Enunciado da tarefa :: Reproduza, sem alterações, o trecho do texto sobre as relações entre Brasil e Estados Unidos que vai de "Trata-se de temas" até "das relações bilaterais.".

Texto do exercício ::
----
Trata-se de temas prioritários tanto para o governo Lula como para a administração do presidente Biden. A presença da Ministra Anielle Franco na comitiva presidencial é importante indicativo do papel que temas sociais terão na agenda bilateral. Em relação especificamente à pauta de equidade de gênero, destaco o compromisso da administração Biden com a promoção de oportunidades para mulheres como importante premissa no delineamento das mais diversas políticas públicas. A pauta de equidade de gênero esteve presente tanto na agenda da Ministra da Saúde, Nísia Trindade, durante visita aos Estados Unidos, em janeiro passado; quanto na agenda da Representante de Comércio dos Estados Unidos, Katherine Tai, que visitou o Brasil recentemente, o que nos permite assumir que o tema ganhará projeção não apenas na pauta social, mas também em outros segmentos das relações bilaterais.  

  • Além da visita realizada ao presidente Joe Biden, o presidente Lula também teve agendas com representantes da Federação Americana de Trabalho e Congresso de Organizações Industriais (AFL-CIO) e temas como comércio e sustentabilidade (ambiental e laboral) também foram abordados. O que esperar dessas interações do ponto de vista de Política Comercial e como o setor privado pode se mobilizar? 

Padrões trabalhistas e ambientais no comércio internacional são prioridades absolutas para a administração Biden e, em diferente medida, preocupações compartilhadas por importante parcela do espectro político norte-americano, pelo setor privado e, finalmente, pelos consumidores. São temas recorrentes nas interações dos Estados Unidos com seus parceiros comerciais, o que indica que também com o Brasil essa pauta poderá ganhar projeção. Como elemento concreto, destaca-se que a renovação do Sistema Geral de Preferências, uma das prioridades elencadas pelo setor privado brasileiro no comércio com os Estados Unidos, se dará a partir da incorporação de critérios de elegibilidade relacionados a meio ambiente e trabalho, o que exigirá das empresas beneficiárias especial atenção. O engajamento do setor privado é fundamental tanto nas discussões sobre o tema, mas sobretudo na promoção das melhores práticas ambientais e trabalhistas como parte do esforço de promoção dos produtos e serviços brasileiros.
----
Trechos dos itens ::

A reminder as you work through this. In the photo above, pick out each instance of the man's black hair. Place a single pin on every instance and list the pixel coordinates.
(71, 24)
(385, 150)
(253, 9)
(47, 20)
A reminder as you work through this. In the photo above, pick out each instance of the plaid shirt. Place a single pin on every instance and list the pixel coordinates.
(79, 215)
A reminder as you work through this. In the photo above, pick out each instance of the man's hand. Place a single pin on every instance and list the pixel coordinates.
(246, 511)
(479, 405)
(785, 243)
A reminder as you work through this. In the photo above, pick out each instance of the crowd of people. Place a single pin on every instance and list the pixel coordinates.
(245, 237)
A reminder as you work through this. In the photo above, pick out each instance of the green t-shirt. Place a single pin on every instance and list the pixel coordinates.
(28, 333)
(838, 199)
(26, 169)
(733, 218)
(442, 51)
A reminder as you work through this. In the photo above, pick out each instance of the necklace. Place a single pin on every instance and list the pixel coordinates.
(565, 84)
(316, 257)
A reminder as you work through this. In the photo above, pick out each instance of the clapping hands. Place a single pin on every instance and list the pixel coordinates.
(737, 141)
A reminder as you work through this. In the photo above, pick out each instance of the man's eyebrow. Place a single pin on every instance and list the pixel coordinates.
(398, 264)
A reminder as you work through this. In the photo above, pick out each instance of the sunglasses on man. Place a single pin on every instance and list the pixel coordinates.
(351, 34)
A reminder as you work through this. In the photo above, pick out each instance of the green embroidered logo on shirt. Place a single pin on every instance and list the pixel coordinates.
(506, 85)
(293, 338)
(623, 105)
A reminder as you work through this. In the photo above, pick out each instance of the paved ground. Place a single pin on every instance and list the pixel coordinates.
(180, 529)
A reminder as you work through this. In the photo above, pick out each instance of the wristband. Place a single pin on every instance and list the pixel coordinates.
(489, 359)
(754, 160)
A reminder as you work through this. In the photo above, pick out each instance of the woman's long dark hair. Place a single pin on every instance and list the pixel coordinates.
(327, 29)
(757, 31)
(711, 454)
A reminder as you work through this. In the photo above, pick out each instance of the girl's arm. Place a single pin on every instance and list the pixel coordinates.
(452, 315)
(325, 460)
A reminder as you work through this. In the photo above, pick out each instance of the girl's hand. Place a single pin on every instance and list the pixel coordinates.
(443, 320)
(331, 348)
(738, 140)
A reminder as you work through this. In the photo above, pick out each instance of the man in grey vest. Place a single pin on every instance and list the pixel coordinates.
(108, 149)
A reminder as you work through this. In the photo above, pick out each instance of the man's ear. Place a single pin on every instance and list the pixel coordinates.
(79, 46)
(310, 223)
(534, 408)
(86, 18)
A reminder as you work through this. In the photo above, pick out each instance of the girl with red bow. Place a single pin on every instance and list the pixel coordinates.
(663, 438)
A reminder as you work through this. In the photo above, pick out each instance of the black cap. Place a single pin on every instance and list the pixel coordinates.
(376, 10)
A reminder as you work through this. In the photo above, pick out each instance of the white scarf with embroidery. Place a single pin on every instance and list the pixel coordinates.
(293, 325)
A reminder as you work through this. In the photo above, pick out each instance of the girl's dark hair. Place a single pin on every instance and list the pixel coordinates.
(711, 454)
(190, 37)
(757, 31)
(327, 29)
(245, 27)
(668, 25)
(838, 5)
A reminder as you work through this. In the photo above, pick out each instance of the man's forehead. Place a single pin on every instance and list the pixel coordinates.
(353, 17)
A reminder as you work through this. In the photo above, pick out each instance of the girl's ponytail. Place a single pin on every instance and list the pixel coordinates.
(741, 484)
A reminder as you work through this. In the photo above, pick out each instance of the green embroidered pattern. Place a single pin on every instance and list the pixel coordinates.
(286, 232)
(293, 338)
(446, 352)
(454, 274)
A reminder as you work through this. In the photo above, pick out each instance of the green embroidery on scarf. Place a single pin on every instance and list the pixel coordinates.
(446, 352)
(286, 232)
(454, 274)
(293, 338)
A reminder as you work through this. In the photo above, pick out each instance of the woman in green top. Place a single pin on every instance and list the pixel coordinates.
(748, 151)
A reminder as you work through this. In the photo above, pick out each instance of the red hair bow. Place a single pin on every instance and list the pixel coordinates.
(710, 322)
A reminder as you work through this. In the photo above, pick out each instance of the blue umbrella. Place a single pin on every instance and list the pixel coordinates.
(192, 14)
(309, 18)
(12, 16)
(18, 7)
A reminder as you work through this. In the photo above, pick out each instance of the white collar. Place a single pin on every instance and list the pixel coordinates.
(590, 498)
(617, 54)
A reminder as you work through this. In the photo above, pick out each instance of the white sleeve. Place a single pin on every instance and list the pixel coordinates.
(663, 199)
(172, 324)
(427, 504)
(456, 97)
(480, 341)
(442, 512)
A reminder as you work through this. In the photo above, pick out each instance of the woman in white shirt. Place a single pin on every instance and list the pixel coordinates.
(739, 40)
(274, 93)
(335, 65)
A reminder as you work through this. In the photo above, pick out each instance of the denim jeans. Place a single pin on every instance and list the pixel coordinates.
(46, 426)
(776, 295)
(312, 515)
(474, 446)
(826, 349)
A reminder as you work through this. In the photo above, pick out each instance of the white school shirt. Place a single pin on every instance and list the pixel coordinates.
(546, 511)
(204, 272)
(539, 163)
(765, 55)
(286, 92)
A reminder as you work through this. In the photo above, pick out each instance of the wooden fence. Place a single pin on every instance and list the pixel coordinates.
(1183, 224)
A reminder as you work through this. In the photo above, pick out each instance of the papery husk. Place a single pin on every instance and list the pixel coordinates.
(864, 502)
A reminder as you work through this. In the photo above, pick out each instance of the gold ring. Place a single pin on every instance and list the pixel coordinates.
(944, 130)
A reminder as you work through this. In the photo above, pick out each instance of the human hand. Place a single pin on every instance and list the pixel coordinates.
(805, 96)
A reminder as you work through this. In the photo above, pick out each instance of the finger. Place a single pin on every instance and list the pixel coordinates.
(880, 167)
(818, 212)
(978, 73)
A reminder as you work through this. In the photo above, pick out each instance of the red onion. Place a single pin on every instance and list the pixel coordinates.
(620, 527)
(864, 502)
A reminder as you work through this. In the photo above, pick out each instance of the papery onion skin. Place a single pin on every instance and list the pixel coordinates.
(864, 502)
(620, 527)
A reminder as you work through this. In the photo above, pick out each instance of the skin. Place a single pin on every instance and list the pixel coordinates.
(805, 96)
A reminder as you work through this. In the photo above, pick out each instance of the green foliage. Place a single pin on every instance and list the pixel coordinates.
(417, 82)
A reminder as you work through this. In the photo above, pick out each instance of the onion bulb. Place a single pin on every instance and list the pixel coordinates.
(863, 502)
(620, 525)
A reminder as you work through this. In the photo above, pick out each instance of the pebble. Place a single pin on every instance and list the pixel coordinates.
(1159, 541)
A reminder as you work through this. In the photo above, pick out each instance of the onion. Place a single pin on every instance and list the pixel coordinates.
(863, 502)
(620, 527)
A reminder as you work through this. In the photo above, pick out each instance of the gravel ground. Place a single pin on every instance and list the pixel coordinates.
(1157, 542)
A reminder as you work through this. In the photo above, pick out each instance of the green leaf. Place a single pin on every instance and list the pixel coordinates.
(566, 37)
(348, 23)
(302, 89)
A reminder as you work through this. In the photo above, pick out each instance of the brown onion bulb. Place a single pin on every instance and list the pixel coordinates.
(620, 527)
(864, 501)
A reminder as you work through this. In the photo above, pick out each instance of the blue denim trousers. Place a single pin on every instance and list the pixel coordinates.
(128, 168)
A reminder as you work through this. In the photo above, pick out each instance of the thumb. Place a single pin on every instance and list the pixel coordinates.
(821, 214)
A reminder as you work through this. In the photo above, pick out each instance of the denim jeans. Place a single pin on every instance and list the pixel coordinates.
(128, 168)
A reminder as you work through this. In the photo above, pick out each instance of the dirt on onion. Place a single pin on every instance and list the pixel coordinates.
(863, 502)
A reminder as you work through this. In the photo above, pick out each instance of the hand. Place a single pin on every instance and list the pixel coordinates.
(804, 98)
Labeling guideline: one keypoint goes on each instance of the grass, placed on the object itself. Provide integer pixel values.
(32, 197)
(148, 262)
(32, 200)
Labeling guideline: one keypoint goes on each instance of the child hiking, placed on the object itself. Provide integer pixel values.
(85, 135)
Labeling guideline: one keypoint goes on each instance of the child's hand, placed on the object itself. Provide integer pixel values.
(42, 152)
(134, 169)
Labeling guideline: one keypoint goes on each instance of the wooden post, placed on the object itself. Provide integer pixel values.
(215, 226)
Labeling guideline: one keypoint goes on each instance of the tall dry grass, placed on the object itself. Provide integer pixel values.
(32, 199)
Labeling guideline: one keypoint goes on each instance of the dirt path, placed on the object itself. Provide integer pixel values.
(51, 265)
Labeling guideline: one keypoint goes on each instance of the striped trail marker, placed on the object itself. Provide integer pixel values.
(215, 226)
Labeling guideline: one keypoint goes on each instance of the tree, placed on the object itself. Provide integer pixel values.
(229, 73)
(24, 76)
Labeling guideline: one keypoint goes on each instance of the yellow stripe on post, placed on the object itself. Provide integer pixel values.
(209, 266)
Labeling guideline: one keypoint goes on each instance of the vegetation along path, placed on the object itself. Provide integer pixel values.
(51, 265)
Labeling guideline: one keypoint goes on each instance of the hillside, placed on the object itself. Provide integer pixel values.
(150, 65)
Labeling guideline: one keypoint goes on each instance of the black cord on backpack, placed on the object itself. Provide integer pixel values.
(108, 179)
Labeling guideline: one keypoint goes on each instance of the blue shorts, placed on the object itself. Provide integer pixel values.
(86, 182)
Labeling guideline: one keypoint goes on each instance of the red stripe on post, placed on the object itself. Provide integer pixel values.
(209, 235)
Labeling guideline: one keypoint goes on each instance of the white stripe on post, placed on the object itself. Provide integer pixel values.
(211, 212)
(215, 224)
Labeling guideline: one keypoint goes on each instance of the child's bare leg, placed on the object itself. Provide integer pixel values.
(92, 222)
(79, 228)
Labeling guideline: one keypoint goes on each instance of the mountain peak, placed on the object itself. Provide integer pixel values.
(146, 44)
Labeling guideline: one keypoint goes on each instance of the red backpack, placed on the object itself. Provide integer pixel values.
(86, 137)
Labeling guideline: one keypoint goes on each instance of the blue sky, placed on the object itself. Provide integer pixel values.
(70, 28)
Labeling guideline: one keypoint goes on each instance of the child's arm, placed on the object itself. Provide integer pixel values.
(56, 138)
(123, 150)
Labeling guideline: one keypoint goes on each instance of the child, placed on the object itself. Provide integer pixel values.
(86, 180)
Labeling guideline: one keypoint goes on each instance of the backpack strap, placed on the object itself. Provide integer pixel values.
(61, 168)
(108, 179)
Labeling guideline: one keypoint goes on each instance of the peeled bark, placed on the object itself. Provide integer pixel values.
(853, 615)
----
Resposta ::
Trata-se de temas prioritários tanto para o governo Lula como para a administração do presidente Biden. A presença da Ministra Anielle Franco na comitiva presidencial é importante indicativo do papel que temas sociais terão na agenda bilateral. Em relação especificamente à pauta de equidade de gênero, destaco o compromisso da administração Biden com a promoção de oportunidades para mulheres como importante premissa no delineamento das mais diversas políticas públicas. A pauta de equidade de gênero esteve presente tanto na agenda da Ministra da Saúde, Nísia Trindade, durante visita aos Estados Unidos, em janeiro passado; quanto na agenda da Representante de Comércio dos Estados Unidos, Katherine Tai, que visitou o Brasil recentemente, o que nos permite assumir que o tema ganhará projeção não apenas na pauta social, mas também em outros segmentos das relações bilaterais.